● 課題の構成
1: 美容クリニック経営についての文書では、美容外科がハイリスクと言われる最も大きい要因は何ですか？
2: 美容クリニック経営についての文書を、最後の文の後から書き継いでください。

● 本文抜粋
————————

美容クリニック経営の失敗事例3選!抑えるべき考え方をご紹介
こんにちは。メディカルフォースマガジン編集部です。
美容クリニックを経営していく上で、ずっと付き合っていないといけないリスクとして「倒産」「閉院」といった「失敗」があることはいうまでもありません。
ほとんどの医師が過去に別の病院やクリニックで勤務し、一念発起して自ら開業をする形式になります。開業する前には「これまで医師としてやってきて、独立しても腕は間違いないからやっていけるだろう」と考えた結果、開業してから頭を抱える方が後を絶ちません。
本記事では序盤から本質的な部分に入り込みますが、「医院で雇用されて働く」に対し、「医院を経営する」のはほとんど別物であると考えてください。
今回は、「医院を経営する」という視点を持ってもらうことを前提として、経営で失敗しないためにはどうすべきかをテーマに、実際の失敗事例を交えて、美容クリニック経営の失敗の本質に迫っていきます。
本記事を読むことによって、
- 美容外科経営の失敗事例
- 美容外科経営の失敗を回避する方法
について知ることができます。
1. 美容外科は儲かるが倒産・失敗リスクもその分大きいって本当?
美容医療は保険診療ではなく、自由診療が主な領域となるため、法律の規制が保険診療に比べて緩和されております。
そのため、経営の仕方次第では大きく利益を上げることが期待できます。
一方、倒産するリスクも高く、ハイリスク・ハイリターンであるということがいえます。
ハイリスクと言われる要因について、最も大きい要因としては「初期費用の高さ」が挙げられます。
他の診療科目と比べると美容は単価が高い反面、安っぽい内装や通うのが面倒な立地では集患が難しく、さらに医療機器を全て揃えるとなると開業前にまとまった費用が必要になります。
最初に大きな出費をしてもすぐに回収できるのであれば問題ないですが、クリニックに限らず、何か事業を始める、経営を始めるとなるとすぐに回収することは一般的に難しいのが現実です。
ですから、早く費用を回収していくためには集客・集患の戦略が非常に重要です。
特に、美容皮膚科の場合は新規患者を集めて、いかにリピート・定着してもらえるかが売上の根幹になります。
それ以外で収入の柱を作っていくことは難しいため、集患ができないとクリニック経営にダイレクトに傾く可能性が生じます。
本記事では、具体的な失敗事例を交えながら、どうすれば経営を失敗させることなく安定させることができるかを解説していきます。

————————

● 抽出データ
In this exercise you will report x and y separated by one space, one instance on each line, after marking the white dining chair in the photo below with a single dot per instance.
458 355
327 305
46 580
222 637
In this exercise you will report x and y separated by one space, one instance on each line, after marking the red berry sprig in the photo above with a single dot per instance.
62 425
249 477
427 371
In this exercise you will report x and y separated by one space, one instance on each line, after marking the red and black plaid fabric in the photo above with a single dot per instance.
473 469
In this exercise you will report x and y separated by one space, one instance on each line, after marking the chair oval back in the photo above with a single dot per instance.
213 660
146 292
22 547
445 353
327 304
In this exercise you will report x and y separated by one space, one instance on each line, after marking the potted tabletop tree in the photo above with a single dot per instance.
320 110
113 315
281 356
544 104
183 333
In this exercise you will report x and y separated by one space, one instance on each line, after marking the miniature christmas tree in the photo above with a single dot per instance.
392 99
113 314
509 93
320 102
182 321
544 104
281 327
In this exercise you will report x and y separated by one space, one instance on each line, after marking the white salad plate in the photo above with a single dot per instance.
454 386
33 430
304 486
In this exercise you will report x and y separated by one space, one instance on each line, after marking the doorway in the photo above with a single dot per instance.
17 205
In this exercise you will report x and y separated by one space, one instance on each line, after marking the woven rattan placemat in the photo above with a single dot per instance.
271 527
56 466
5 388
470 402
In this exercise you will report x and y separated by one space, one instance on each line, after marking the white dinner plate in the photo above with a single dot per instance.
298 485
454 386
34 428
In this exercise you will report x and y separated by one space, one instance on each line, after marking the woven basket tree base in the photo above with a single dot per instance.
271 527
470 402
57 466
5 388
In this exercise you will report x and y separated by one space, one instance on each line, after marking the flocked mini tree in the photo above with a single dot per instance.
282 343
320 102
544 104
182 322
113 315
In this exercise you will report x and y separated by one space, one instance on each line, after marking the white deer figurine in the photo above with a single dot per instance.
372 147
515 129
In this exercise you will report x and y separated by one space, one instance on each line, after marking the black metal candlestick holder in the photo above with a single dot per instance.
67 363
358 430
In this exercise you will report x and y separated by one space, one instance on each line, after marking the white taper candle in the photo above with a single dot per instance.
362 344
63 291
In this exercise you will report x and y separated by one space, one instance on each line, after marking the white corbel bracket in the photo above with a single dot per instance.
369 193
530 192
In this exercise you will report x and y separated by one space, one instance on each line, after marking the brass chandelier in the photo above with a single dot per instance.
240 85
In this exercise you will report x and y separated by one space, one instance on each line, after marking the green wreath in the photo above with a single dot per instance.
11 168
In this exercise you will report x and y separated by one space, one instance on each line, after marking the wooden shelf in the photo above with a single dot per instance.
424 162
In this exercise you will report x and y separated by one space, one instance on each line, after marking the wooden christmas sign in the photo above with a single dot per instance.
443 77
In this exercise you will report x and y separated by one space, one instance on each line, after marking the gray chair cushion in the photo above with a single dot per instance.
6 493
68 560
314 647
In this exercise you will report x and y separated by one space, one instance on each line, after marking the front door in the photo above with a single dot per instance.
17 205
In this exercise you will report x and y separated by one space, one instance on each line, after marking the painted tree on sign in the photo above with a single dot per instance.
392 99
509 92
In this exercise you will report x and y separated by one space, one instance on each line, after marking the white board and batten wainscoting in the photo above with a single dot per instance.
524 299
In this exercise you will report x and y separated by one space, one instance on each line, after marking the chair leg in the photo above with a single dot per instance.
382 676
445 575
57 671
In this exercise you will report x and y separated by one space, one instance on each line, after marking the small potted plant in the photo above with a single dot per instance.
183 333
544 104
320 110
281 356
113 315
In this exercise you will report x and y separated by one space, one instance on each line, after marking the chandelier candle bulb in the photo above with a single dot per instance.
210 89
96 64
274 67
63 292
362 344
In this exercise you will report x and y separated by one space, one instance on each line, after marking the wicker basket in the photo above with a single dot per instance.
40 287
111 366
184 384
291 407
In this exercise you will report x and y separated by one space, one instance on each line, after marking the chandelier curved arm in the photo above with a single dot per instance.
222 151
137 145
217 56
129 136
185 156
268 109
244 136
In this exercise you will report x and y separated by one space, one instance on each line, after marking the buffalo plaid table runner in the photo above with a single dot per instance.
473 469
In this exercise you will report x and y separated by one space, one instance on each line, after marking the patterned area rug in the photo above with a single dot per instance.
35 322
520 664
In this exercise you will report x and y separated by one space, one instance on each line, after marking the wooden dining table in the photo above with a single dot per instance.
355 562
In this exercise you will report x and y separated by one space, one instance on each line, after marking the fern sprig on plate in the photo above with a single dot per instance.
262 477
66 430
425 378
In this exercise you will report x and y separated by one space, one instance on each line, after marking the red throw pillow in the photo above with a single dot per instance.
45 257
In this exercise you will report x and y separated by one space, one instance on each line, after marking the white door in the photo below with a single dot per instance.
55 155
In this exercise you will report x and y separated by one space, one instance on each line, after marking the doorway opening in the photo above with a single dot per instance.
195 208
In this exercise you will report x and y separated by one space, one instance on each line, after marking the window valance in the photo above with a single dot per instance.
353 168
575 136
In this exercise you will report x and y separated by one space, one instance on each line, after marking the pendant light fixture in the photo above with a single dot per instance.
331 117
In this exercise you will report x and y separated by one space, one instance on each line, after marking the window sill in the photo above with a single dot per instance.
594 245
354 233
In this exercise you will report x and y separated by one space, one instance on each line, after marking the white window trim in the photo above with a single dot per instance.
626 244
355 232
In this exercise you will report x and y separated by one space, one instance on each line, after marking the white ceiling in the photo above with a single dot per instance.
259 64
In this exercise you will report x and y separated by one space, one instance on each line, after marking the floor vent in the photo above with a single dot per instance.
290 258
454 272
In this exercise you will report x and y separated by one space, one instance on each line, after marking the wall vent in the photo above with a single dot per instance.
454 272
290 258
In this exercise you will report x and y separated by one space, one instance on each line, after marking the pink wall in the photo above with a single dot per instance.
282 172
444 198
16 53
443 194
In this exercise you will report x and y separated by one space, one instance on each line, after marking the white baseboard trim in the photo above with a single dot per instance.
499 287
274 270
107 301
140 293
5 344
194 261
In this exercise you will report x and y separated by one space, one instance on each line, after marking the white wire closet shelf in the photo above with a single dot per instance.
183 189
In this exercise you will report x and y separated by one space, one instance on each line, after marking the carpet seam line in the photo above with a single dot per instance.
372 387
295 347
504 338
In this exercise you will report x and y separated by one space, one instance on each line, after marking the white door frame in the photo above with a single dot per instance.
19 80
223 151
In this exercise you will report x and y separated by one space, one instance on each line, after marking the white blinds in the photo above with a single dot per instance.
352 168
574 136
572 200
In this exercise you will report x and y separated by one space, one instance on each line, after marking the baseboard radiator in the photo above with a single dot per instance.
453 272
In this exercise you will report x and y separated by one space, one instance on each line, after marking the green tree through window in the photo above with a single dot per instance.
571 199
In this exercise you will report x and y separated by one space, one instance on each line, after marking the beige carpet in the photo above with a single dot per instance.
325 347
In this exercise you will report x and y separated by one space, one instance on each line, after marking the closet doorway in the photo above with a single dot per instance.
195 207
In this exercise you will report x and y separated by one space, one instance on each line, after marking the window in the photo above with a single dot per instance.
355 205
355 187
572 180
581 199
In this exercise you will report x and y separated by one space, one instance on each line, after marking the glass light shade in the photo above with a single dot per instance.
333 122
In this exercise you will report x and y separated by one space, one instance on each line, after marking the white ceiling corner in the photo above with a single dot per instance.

————————

● 回答一覧
1: 初期費用の高さです。

2:
2. 美容外科の失敗事例3選!
前章では、美容クリニック経営がハイリスク・ハイリターンであることを説明しました。
本章では、ハイリスクを抑制できずに実際に失敗に陥ってしまった具体的な事例を3つご紹介いたします。
①経営計画が甘く開業資金をかけすぎてしまう
美容クリニックの売上をみると、「こんなに売り上げてるんだから最初に費用をかけてもすぐ返せるでしょ」と考えてしまう開業医の方も多いようです。さらに、開業コンサルタントの方からもそそのかされて、初期費用をかけすぎてしまう事例もあります。
資金計画を甘く見積もった結果、想定通りに集患することができず、銀行借入の返済が進まず、黒字化するまでに数年かかってしまったという失敗談があります。
大切なのは、初期費用をかけすぎない、ということではなく、中長期の売上見込みを堅実に出したうえで、どのくらいの単価の患者をどのくらいに費用で集患できればよいか、を考えることです。その上で、最初は上限いくらまでなら出せそう、という目標を定めることが重要です。
そのプロセスを経て初めて、どの立地でどのくらいの内装にするのか、どの程度の医療機器を揃えるのかを決めることができるため、開業資金を必要以上にかけすぎるという事態をふせぐことができます。
②クリニックのコンセプトがなく集患ができない
①の資金・経営計画の部分と同時に重大な要素が「コンセプト」になります。「自分の医院の強み・売り」が何なのかということです。
実際の事例で、個人院でありながらコンセプトを明確にしないまま運営をスタートし、想定をはるかに下回る集患数となった結果初期費用の回収に時間がかかり、経営がままならなくなってしまったケースがあります。この事例では、「お金をかけて広告さえ打てればおのずと患者は来てくれるだろう」という思い込みが裏目に出た結果大手クリニックの広告に負けてしまい、売上が伸び悩むことになりました。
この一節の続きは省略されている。